Selected passage:

In 2009, the Email Institute, Epsilon’s highly-regarded research and industry best practices organization, conducted a global study of the evolution of email marketing that included in-depth looks at how multi-channel marketing, social media, instant messaging, and mobile devices were affecting email marketers. The study also looked at how consumers define spam email, and what steps email marketing professionals should take in light of the r evised spam definition.
One of the most important email marketing questions asked in that 2009 study was how consumers define spam email. The Distributed Marketing Blog decided to crowd-source an updated spam definition, so we posted a single-question survey on several social media sites, and collected responses from over 5,000 volunteers who clicked on the survey link between January 15 and February 15, 2012.
Most of our new results tracked the Email Institute’s results closely, but there were a few surprising changes over the last 2 ½ years, including the fact that today’s consumers are much more resistant to emails that:
- Try to trick or mislead them into opening them
- Contain offensive content
- Take an offline purchase as permission to send email without explicitly asking for that permission
At the same time, they seem to be less intolerant of frequent emails from lists that they’ve subscribed to and sales-oriented emails in general. The email marketing lessons from our crowd-sourced redefinition of spam email are simple:
- Don’t lie to consumers, and don’t try to trick them into opening email.

Records from a dataset:
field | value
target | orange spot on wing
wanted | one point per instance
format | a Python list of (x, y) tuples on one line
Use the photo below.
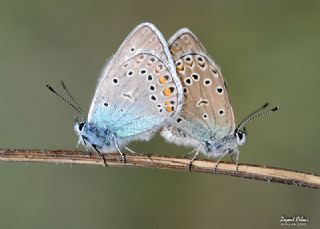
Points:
[(167, 91), (180, 68), (169, 109), (162, 80)]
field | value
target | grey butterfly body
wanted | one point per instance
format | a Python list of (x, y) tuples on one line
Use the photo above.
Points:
[(206, 121), (136, 95)]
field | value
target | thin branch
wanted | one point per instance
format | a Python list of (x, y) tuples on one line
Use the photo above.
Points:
[(255, 172)]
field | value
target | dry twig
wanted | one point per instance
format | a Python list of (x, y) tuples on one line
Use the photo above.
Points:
[(256, 172)]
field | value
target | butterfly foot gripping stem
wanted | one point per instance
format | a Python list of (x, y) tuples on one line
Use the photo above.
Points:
[(100, 154), (236, 162), (123, 158)]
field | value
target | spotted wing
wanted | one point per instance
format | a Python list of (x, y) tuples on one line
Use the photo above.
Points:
[(139, 89), (207, 111)]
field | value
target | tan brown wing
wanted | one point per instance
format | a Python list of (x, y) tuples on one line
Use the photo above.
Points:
[(206, 110)]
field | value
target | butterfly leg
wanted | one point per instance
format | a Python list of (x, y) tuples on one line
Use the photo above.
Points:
[(194, 156), (237, 159), (130, 150), (95, 147), (85, 145), (219, 160), (123, 156)]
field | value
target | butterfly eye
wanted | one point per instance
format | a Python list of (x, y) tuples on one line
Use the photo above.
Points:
[(81, 125), (200, 59), (241, 138), (205, 116), (115, 80)]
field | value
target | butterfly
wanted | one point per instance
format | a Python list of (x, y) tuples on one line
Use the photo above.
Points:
[(206, 121), (137, 93)]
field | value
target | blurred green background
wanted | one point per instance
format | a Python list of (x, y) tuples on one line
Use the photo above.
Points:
[(268, 51)]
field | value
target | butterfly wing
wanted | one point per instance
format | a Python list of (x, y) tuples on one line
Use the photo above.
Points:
[(207, 111), (139, 88)]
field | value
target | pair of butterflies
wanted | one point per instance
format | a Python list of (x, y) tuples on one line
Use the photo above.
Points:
[(151, 85)]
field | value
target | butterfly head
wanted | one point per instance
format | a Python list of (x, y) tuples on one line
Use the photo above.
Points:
[(241, 136), (241, 131), (79, 127)]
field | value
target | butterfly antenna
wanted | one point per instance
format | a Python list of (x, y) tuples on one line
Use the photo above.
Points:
[(254, 115), (256, 111), (72, 98), (66, 101)]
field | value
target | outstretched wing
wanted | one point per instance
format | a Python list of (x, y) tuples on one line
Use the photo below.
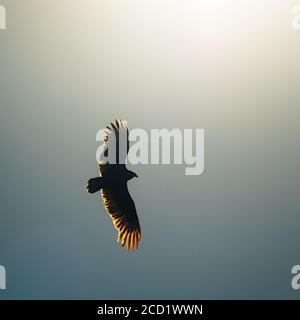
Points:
[(116, 147), (121, 208)]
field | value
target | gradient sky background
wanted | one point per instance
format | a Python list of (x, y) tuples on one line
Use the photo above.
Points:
[(67, 67)]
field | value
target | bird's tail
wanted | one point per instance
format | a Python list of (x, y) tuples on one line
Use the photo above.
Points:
[(94, 185)]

Tasks to perform:
1. Answer these questions about the article on spam email:
(a) Which organization conducted the 2009 global study of email marketing?
(b) Between which dates did volunteers click on the survey link?
(c) Which two kinds of emails do consumers now seem less intolerant of?
2. Turn the entries, everything from the start of the entries down to the line containing "[(255, 172)]", into a two-column CSV with the columns request and points. Give one row per entry, put each field in quotes with line breaks replaced by spaces, and leave the pictures out.
These entries are unrelated to the article on spam email.

Problem solutions:
1.
(a) The Email Institute, Epsilon's research and industry best practices organization.
(b) Between January 15 and February 15, 2012.
(c) Frequent emails from lists they've subscribed to, and sales-oriented emails in general.

2.
request,points
"field | value target | orange spot on wing wanted | one point per instance format | a Python list of (x, y) tuples on one line Use the photo below. Points:","[(167, 91), (180, 68), (169, 109), (162, 80)]"
"field | value target | grey butterfly body wanted | one point per instance format | a Python list of (x, y) tuples on one line Use the photo above. Points:","[(206, 121), (136, 95)]"
"field | value target | thin branch wanted | one point per instance format | a Python list of (x, y) tuples on one line Use the photo above. Points:","[(255, 172)]"